# EXTRACT TO READ
Fed resets the betting table


21 Jun 2021 - Steven Blitz

At Wednesday 16th June’s meeting, the FOMC moved closer to my long-held view that the rate hike first comes at the end of 2022, with two hikes completed by the end of 2023. It was not a unanimous decision, but the widening dispersion of views among FOMC members and Powell’s press conference performance tell us that the Fed no longer denies an outlook for above trend growth and what that means for policy. The Fed promises to maintain an accommodative policy until certain economic goals are met – that does not mean policy is locked-in to become more accommodative as growth roars ahead. In today’s press conference, Powell made clear that there was nothing in the policy framework that keeps them from acting – a point he repeated often in different ways during the Q&A.

Steven Blitz TS Lombard US unemployment chart

With the Fed shifting to more realistic rate hike probabilities given their outlook, the bet shifts from when the Fed acts to whether the outlook materializes. With 39% of FOMC members now seeing a hike in 2022 and 61% seeing two hikes or more by the end of 2023 (72% see at least one hike in 2023), market pricing reflecting Fed rate hike probabilities was reset. The “easy trade”, betting on Fed action before 2024, is now closed. This leaves the harder trade -- guessing whether the economy comes through with strong above trend growth and pushes the Fed to an even steeper trajectory, or not. My view is that the economy will sustain an above trend pace of growth in the coming years aided by government spending and an upsurge in productivity. My suspicion is that whenever the Fed itself becomes convinced of an outlook, chances are good that the opposite comes true.

Recent data indicate a deceleration of activity and raises the question of whether the typical “long recovery”, especially for employment, emerges once the economy has reopened. I have long made the point that there are two cycles at play – Covid and a regular recession. The difference is most easily seen when comparing unemployed on temporary layoff and those that are unemployed not on temporary layoff (Chart 1). It takes years for this unemployment measure to return to pre-recession lows and in some cycles (2002-07, for example), it never does. Instead of embracing that perspective, as Powell has in the past, he flipped his narrative today and insisted throughout the press conference that this is “going to be a very strong labour market’.

# DATA PROVIDED

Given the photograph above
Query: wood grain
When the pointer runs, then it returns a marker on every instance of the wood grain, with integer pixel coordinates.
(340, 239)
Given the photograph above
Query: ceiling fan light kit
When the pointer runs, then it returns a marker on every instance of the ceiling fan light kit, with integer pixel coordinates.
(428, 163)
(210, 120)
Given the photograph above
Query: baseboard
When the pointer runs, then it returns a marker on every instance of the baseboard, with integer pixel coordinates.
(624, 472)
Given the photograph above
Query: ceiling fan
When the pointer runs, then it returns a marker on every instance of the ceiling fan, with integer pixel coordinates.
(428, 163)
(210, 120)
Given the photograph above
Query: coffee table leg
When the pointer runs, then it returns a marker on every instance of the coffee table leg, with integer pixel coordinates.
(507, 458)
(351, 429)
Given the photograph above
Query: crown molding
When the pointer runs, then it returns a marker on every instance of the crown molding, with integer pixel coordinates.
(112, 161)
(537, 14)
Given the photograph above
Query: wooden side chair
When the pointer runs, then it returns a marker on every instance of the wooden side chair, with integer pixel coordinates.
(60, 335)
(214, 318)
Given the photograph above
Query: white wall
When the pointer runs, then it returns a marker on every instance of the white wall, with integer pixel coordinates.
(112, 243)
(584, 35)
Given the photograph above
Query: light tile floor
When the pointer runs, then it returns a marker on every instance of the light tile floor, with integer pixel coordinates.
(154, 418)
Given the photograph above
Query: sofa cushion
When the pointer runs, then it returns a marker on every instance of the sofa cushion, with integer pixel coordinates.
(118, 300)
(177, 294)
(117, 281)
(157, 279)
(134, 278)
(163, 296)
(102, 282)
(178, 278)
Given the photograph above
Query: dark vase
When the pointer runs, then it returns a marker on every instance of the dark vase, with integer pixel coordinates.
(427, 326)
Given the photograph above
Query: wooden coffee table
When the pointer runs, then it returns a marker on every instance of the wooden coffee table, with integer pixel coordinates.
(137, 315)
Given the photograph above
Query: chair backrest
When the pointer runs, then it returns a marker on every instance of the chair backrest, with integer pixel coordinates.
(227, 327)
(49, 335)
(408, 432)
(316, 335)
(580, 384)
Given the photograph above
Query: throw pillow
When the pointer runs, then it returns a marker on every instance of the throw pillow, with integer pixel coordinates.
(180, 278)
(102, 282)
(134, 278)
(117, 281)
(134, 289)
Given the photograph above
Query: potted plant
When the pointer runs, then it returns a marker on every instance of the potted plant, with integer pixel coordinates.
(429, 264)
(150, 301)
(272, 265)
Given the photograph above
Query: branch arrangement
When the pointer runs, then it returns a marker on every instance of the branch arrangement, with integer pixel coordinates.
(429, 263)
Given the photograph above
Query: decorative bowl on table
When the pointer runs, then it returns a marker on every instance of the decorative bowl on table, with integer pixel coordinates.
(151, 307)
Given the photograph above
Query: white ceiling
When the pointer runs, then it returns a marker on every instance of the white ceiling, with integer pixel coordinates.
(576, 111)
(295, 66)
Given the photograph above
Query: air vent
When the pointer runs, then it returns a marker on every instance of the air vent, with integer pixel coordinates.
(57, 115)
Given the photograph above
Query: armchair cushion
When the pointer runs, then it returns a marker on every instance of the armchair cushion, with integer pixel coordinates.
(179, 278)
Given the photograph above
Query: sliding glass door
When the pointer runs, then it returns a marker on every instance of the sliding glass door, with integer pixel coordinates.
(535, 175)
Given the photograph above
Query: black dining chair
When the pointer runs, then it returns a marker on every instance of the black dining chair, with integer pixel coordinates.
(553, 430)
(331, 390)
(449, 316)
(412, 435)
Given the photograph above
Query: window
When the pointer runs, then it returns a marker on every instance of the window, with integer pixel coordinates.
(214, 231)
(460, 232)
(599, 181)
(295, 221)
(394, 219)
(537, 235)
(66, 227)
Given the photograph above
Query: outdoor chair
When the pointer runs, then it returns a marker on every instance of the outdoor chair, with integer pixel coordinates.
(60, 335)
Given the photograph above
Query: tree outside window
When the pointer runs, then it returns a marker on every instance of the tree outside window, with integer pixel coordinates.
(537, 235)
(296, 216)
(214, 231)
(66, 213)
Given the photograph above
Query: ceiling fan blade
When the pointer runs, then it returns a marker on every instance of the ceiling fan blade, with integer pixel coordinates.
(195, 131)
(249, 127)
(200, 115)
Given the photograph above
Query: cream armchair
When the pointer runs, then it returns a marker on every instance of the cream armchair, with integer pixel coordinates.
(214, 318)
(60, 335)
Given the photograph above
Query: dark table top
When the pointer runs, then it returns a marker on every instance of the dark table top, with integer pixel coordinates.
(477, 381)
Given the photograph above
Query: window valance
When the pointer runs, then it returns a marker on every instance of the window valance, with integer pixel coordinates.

# TASK SET
a) In the Fed commentary, which two cycles does the author say are at play?
b) List every percentage of FOMC members cited in the Fed commentary, together with the rate hike outlook it refers to.
c) Write the next paragraph of the Fed commentary, picking up after its last sentence.

# ANSWERS TO THE PROBLEMS
a) Covid and a regular recession.

b)
- 39%: see a hike in 2022
- 61%: see two hikes or more by the end of 2023
- 72%: see at least one hike in 2023

c)
Powell’s strong belief that a very strong labour market emerges is telling us that that he sees more upside risk in inflation than not. This is an important turn because the Fed’s inflation view, the one they act on, runs through wages not prices. How much of an inflation process can take hold if people have little faith that their wages are going to be higher in the future. Inflation means people willing to borrow against future income to buy today what will be more expensive tomorrow. People do not do that if their wage expectations are low – and they still are. In the May Conference Board Survey, the net percent of consumers seeing income up in six months was 27%, still down from 31.5% when the shutdowns began, Further, there are no signs that firms are leveraging themselves by expanding workers or capital to take advantage of higher prices and low borrowing rates to expand revenue by expanding capacity. The Fed is consequently not the only player in this economy believing current price hikes are passing event. Powell is, however, letting us know that in the coming years, probability of a repeat of high employment and low inflation, tied to weak wage growth, is low – and I think he is right. Powell essentially laid the groundwork today for a tightening cycle more aggressive than what is priced, and that this still fits with the new policy framework - -if the economy comes through as expected.

As for tapering asset purchases, the Fed has a conflict between financial plumbing and their stated economic goals and plumbing will win. By raising IOER five basis points to 0.15% they have shifted this rate to the upper half of their 0-25bp target range for O/N rates. If they are not going to tighten, there is a functional limit to how high IOER can go until they do, and they are 5bp closer to the top inside a 25bp range. That IOER had to be raised is itself an indication that the Fed is buying too many safe assets. All of which means they will taper by year’s end, perhaps in January – they have no other choice regardless of whether there is substantial progress towards their metrics. I still expect an announcement about taper at the July meeting – presuming that the June economy confirms their optimistic forecasts for growth and employment. No one has told them, however, that the taper they announce will not tighten financial conditions – the deficit will drop a lot more than their pace of purchases will decline.